Topic 02

The Relational Model

Every database you have ever used — Gmail, Instagram, your bank — stores data in tables. This topic explains the rules behind those tables: how rows and columns are defined, how tables link to each other, and the mathematical operations that make SQL work.

PostgreSQLMySQLOracle SQL ServerSQLite

Core Concepts

Relation (Table)

Think of a relation as a spreadsheet tab. Each row is one record — in database language, a row is called a tuple. Each column is one piece of data about that record — a column is called an attribute. All rows in the same table share the same columns. There is no "first row" or "last row" — order is not guaranteed, just like a deck of cards you have shuffled.

Keys Hierarchy

Every row needs a way to be uniquely identified — like a student ID number. Any column (or combination of columns) that can identify a row is called a superkey. If you strip that down to the minimum needed (no extra columns), it becomes a candidate key. The one you officially designate as the row's identifier is the primary key. A foreign key is a column that points to the primary key of a different table — it is how tables link to each other.

Records excerpted from a collection:
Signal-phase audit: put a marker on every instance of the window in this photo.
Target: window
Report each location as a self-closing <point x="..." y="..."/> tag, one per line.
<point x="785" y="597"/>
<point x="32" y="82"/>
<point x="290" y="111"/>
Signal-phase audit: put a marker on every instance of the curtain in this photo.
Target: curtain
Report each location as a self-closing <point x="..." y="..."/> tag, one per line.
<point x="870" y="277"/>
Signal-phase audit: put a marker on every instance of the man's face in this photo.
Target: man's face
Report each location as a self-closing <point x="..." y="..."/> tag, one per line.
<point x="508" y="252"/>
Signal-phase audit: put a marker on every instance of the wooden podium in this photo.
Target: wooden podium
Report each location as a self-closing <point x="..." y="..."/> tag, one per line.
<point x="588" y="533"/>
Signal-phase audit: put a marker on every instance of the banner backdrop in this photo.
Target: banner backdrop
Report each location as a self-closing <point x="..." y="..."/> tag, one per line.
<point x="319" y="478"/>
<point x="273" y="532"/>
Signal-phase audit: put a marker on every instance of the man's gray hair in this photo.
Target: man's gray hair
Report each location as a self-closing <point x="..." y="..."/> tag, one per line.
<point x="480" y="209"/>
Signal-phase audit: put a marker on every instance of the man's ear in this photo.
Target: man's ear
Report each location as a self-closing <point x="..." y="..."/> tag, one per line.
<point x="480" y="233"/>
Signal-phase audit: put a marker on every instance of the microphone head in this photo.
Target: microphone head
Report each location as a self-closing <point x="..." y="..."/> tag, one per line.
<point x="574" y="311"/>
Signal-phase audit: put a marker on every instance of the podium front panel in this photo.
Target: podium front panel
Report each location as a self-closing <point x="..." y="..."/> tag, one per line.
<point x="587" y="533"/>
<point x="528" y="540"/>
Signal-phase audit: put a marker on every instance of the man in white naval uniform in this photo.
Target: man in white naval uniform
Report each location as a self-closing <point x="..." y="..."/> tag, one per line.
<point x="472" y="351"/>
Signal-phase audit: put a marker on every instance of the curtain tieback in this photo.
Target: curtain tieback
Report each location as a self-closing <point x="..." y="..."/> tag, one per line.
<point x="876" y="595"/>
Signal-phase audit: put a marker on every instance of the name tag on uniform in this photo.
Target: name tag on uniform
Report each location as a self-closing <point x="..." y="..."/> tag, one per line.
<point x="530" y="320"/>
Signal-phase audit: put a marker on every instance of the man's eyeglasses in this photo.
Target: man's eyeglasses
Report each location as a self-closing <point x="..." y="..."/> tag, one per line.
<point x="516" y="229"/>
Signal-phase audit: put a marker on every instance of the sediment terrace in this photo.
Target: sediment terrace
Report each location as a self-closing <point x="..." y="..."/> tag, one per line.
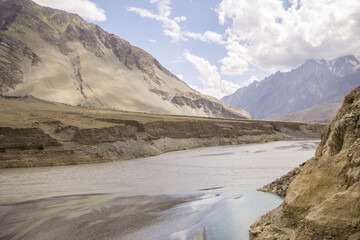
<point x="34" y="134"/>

* [REQUIREMENTS] Continue the text on the relational model, starting right after its final sentence about foreign keys. This material has no connection to the text on the relational model.

* [FINAL ANSWER]
Referential Integrity

If every employee must belong to a department, the database enforces that you cannot delete a department that still has employees. This enforcement is called referential integrity. When the parent row is deleted, you decide: should child rows be deleted too (CASCADE)? Should their link be cleared (SET NULL)? Or should the deletion be blocked until the children are gone first (RESTRICT)? Each option encodes a real business decision.

Relational Algebra

Before SQL existed, mathematicians described database operations using symbols. Pick only certain rows: sigma. Pick only certain columns: pi. Combine two tables: join. Combine two result sets: union. Everything you write in SQL compiles down to these six basic operations. You do not need to memorize the symbols — but understanding them explains why SQL works the way it does.

Key Taxonomy

From Superkey to Foreign Key

Superkey

Any set of columns uniquely identifying a row
{user_id}, {email}, {user_id,email} are all superkeys
May have redundant columns
Every candidate key is a superkey

Candidate Key

A minimal superkey — no subset also identifies rows
{user_id} and {email} are candidate keys
{user_id, email} is NOT one (user_id alone suffices)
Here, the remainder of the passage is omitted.